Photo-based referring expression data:
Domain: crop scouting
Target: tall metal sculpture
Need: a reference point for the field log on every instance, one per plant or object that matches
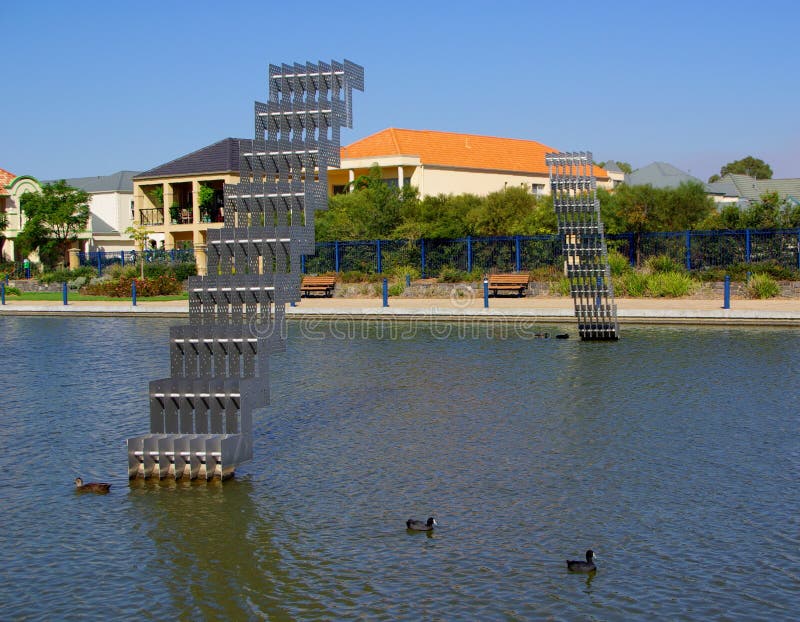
(577, 208)
(201, 417)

Problem statement → Once the pictures are set aside, repeat the data above exactly as written.

Response →
Domain: crop scouting
Target: tall metal sculpture
Need: a reference point for the field log on every instance, one per plant or object that matches
(577, 208)
(201, 417)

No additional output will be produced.